# Information given:
[start]

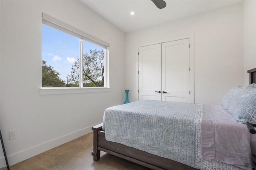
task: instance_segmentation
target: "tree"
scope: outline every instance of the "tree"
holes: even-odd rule
[[[42,61],[42,86],[44,87],[65,87],[64,80],[59,77],[60,74],[53,67],[46,65],[46,62]]]
[[[103,50],[90,50],[83,55],[83,83],[84,87],[104,86],[104,57]],[[72,71],[68,83],[79,84],[79,61],[76,61],[72,65]]]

[end]

# Written instruction:
Repeat all of the data above word for word, but omit the pictures from your answer.

# The reply:
task: instance_segmentation
target: "tree"
scope: outline every instance of the "tree"
holes: even-odd rule
[[[42,61],[42,86],[44,87],[65,87],[64,80],[59,77],[60,74],[53,67],[46,65],[46,62]]]
[[[103,50],[90,50],[83,55],[83,83],[84,87],[104,86],[104,57]],[[72,71],[68,83],[79,84],[79,61],[76,61],[72,65]]]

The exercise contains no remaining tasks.